● Given exercise
Edit the material below so that "instance" becomes "occurrence", and leave every other line untouched.

● Input rows

## BEGIN

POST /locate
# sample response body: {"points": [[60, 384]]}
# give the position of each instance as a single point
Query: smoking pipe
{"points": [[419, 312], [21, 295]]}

## END

● Exercise answer
POST /locate
# sample response body: {"points": [[60, 384]]}
# give the position of each occurrence as a single point
Query: smoking pipe
{"points": [[419, 312], [21, 295]]}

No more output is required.